• Your goal:
Decide whether each statement below agrees with the news report on health care reform, answering yes or no and quoting the words from the report that decide it.
1. Cassidy's plan keeps the mandate that allows tax penalties for people without health coverage.
2. Demosthenidy is a clinical associate professor in Tulane University's School of Public Health.
3. Cassidy says the repeal and the replacement should take place at separate times.
(Text under study)
NEW ORLEANS, LA (WVUE) - In mere hours, Donald Trump will shed the title of president-elect and will become the nation's new leader and over-hauling the federal health care reform law is very high on his list of priorities.
"Certainly, we've very concerned about 20-plus million Americans potentially losing insurance, that would be a real public health problem," said Mollye Demosthenidy, J.D., a clinical associate professor in Tulane University's School of Public Health.
While Trump has promised to repeal and replace the law which was President Barack Obama's signature piece of federal legislation, the incoming president has not laid out all the minutiae of what he wants to accomplish.
An AP/NORC poll found that more than 4 in 10 republicans, democrats, and independents said they want the government to do something about the problems with the Affordable Care Act and a proposal put forth by Louisiana senior Sen. Bill Cassidy, a physician, is getting a lot of national media attention.
"We want people off of government plans onto private plans," said Cassidy, R-Louisiana.
The plan involves taking funds states receive from the federal government for health care and allow them to use it for tax credits for eligible residents. It also involves catastrophic major medical coverage.
"The option that I favor, that I think is best based upon my experience working in the Charity Hospital System is a tax credit that goes to the patient herself which she can then use to purchase the coverage she wishes to have and in that way she has ultimate control," said Cassidy.
His plan also repeals the mandate which allows for tax penalties for people without health coverage.
"People hate that. Washington D.C. should not be telling us how to live our lives," the senator stated.
Demosthenidy, a health care reform and health care policy expert said a lot is hanging in the balance as no one knows exactly what will be involved the new health care law Trump promises.
"One of the lesser known pieces that's not being talked about as much is that Affordable Care Act created and funded what's known as the Prevention and Public Health Fund," she said.
She said it funds billions in health care services for local communities.
"Programs that address chronic disease, that address the opioid epidemic, that address obesity, that address lead poisoning, the things that kind of hang in the background that affect the everyday Americans' health, we need to see those funded," Demosthenidy stated.
Sen. Cassidy insists the repeal and replacement must be simultaneous.
"I think they have to occur together and the way you repeal sets up your replace," said Sen. Cassidy.
(End Text under study)
(Recorded data)
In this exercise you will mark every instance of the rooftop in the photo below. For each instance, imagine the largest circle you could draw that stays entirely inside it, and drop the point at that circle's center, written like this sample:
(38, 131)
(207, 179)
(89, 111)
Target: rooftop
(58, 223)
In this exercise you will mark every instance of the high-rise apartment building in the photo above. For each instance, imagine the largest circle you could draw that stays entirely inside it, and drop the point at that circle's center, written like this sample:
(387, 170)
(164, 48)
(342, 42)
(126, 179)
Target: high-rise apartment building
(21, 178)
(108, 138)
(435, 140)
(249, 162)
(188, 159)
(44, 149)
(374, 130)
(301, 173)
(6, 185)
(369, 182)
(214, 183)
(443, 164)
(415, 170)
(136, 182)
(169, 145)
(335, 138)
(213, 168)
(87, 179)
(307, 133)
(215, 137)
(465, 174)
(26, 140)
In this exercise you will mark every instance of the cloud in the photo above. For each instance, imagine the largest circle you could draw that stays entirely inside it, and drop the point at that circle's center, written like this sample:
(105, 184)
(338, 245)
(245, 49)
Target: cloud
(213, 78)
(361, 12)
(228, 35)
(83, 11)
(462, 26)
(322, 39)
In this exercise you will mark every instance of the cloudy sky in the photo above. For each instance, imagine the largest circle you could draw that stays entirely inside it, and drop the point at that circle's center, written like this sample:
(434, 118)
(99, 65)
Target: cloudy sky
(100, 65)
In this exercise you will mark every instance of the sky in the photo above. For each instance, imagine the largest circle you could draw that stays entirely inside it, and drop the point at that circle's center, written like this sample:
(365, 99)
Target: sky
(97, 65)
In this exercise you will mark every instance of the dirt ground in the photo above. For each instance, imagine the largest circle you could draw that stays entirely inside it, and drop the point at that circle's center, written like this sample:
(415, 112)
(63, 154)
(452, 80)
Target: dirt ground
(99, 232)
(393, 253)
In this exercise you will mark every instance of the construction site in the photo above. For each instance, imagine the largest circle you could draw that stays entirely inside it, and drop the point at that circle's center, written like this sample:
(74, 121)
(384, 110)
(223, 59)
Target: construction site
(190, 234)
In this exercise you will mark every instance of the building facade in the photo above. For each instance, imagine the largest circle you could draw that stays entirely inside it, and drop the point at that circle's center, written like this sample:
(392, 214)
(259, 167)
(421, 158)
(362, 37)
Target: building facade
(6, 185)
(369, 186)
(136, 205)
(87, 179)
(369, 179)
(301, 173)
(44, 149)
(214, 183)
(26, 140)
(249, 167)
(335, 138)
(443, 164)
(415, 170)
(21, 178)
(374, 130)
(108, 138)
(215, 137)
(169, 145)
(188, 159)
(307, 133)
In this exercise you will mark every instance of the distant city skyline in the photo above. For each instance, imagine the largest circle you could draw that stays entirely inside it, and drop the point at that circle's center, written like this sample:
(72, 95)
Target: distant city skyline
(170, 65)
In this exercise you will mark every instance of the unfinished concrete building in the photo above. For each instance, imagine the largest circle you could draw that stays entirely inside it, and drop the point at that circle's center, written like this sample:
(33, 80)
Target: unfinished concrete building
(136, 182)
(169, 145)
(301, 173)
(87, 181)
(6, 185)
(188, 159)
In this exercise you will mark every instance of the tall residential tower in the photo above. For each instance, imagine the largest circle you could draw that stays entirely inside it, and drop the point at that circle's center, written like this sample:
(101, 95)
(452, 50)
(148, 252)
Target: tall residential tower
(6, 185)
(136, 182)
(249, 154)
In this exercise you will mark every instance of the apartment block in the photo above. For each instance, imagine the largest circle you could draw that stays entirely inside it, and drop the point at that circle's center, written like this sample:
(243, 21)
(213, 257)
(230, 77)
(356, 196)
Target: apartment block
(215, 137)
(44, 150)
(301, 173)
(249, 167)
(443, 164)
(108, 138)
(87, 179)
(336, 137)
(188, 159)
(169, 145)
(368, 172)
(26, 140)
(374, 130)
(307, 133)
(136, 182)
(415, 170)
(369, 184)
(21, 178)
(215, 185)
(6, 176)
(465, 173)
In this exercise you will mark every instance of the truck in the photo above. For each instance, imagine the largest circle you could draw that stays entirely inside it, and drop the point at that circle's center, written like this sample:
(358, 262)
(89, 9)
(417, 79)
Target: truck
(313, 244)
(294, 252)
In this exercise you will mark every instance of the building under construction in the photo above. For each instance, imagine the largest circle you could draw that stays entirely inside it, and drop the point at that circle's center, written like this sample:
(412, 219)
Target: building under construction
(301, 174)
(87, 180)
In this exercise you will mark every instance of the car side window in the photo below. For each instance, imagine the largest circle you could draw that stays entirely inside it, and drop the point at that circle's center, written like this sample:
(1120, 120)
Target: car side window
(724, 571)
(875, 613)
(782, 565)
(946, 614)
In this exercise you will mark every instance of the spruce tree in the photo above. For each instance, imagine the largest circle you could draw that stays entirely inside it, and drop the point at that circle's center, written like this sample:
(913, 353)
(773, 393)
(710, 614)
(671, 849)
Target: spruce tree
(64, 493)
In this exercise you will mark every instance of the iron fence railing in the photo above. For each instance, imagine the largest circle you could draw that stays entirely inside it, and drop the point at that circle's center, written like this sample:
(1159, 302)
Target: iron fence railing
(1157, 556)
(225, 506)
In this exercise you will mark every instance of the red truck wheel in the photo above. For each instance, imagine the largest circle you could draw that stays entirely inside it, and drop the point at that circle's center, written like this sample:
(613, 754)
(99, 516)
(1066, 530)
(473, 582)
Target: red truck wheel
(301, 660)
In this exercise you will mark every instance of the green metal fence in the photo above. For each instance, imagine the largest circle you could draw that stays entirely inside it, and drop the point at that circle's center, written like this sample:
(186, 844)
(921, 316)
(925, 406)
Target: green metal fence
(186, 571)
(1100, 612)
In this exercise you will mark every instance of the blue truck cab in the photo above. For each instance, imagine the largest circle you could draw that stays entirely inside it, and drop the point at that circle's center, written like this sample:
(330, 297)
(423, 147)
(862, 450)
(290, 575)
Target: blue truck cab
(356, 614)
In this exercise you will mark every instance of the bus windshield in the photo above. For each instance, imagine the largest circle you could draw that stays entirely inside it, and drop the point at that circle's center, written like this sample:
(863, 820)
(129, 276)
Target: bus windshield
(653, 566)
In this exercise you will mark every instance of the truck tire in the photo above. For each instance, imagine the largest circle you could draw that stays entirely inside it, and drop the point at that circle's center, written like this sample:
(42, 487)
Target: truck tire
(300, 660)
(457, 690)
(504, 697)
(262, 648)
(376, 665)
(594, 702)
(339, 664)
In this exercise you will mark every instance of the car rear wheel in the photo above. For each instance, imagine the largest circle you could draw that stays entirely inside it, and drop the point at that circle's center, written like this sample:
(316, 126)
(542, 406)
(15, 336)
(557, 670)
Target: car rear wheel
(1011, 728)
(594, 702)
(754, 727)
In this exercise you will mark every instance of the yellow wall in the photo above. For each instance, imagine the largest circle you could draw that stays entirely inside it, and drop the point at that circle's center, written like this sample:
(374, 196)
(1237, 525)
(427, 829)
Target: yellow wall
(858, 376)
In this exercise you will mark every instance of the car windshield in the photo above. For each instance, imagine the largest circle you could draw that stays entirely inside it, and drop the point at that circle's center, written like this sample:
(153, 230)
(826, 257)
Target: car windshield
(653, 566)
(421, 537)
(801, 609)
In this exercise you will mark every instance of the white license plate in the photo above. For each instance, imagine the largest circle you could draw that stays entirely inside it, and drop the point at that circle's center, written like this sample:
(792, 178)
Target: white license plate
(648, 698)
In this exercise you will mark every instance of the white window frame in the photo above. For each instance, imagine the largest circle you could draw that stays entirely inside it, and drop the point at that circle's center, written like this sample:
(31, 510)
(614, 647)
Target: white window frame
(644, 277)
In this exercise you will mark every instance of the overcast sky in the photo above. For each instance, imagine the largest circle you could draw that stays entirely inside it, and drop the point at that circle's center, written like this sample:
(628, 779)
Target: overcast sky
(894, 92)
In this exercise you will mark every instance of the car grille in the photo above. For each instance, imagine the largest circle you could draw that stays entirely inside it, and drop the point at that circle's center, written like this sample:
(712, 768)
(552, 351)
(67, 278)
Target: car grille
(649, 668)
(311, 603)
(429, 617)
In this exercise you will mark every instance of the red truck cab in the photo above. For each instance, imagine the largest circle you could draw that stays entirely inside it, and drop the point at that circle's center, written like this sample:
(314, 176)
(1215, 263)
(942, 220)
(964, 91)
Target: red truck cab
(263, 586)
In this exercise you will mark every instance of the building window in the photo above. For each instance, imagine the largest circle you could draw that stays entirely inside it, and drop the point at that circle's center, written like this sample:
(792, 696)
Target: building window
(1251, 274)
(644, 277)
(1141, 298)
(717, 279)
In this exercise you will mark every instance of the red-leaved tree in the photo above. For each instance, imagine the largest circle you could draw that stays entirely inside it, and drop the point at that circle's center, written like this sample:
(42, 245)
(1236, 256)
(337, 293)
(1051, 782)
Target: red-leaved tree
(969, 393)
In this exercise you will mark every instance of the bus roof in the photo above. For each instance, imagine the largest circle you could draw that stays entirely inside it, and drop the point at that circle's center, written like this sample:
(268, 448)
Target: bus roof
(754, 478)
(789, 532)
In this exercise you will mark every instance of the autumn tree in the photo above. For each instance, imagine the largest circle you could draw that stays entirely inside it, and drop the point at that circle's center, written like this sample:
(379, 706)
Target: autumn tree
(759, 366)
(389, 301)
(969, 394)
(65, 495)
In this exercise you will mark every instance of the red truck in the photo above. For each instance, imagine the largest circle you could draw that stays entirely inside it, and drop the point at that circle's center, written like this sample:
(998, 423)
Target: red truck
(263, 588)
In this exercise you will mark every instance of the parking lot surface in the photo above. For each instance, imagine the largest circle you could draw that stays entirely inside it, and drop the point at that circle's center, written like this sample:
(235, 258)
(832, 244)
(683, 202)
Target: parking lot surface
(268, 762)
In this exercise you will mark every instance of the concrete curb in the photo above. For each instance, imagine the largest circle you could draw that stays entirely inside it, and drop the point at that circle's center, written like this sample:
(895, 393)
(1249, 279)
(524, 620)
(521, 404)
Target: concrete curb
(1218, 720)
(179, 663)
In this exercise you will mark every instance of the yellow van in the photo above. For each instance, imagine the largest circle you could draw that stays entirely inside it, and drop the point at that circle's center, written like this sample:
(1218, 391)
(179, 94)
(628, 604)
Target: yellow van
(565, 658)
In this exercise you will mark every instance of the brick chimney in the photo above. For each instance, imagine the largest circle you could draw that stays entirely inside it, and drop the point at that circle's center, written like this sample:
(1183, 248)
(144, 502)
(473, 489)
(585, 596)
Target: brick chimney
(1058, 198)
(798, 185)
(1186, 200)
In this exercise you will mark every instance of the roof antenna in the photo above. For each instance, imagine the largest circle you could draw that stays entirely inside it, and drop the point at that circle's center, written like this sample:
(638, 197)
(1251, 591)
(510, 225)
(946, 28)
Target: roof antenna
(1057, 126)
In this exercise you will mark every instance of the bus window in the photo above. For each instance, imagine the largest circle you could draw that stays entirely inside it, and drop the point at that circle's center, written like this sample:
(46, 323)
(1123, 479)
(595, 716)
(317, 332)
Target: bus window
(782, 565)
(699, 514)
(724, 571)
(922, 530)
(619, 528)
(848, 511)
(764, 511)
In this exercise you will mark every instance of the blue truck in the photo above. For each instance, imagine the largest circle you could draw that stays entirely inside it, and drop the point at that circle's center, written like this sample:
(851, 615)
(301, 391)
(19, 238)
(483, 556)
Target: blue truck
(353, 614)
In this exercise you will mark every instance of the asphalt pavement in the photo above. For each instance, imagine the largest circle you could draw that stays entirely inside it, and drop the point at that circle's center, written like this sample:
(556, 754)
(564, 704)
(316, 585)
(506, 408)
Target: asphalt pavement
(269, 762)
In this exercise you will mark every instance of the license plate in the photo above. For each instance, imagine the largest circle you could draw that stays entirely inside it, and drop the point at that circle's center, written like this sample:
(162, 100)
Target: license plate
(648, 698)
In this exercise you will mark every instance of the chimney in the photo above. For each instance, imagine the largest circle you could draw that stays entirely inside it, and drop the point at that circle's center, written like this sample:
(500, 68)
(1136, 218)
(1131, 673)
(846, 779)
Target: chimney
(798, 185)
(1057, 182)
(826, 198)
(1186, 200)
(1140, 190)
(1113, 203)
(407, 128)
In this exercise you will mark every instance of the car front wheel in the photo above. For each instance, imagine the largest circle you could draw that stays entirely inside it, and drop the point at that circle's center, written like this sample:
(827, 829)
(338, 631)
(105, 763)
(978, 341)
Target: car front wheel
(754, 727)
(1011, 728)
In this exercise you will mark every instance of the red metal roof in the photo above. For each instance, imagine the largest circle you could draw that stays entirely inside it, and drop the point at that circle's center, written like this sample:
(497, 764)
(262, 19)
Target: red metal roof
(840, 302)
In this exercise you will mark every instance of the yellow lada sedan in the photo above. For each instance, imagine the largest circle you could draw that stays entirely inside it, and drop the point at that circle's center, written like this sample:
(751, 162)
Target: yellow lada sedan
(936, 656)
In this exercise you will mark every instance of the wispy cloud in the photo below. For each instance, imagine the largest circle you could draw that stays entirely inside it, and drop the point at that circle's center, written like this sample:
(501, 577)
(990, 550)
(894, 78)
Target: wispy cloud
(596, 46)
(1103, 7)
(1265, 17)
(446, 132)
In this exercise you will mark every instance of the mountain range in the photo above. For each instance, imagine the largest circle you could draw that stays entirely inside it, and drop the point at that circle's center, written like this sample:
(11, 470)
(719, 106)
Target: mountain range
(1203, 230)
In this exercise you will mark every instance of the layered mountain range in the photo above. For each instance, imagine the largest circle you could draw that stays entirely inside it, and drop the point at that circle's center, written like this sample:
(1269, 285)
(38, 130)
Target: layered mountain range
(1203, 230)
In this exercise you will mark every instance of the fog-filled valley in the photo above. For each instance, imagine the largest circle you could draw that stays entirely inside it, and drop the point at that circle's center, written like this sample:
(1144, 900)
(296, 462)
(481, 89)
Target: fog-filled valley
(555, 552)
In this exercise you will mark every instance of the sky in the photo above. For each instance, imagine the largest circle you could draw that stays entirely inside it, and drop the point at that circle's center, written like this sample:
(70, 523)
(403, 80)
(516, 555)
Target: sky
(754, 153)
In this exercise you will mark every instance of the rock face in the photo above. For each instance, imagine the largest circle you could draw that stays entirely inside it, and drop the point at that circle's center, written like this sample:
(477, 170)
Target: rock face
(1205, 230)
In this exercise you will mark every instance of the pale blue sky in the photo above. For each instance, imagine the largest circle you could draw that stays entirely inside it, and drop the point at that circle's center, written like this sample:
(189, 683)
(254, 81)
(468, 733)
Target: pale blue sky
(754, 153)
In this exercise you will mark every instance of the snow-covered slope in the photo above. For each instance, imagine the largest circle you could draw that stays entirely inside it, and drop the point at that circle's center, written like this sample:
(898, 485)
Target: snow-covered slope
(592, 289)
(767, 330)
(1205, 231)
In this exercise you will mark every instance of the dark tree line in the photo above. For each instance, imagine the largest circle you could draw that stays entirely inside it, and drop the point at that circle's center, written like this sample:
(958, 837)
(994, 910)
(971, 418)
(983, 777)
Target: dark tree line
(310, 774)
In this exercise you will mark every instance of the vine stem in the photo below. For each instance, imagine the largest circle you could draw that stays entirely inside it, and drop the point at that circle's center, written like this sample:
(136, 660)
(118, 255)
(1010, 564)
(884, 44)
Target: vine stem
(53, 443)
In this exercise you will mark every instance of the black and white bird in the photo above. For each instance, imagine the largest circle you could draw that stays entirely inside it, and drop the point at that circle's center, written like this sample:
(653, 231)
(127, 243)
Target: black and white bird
(End Recorded data)
• Task output:
1. No. "His plan also repeals the mandate which allows for tax penalties for people without health coverage."
2. Yes. "a clinical associate professor in Tulane University's School of Public Health"
3. No. "I think they have to occur together and the way you repeal sets up your replace"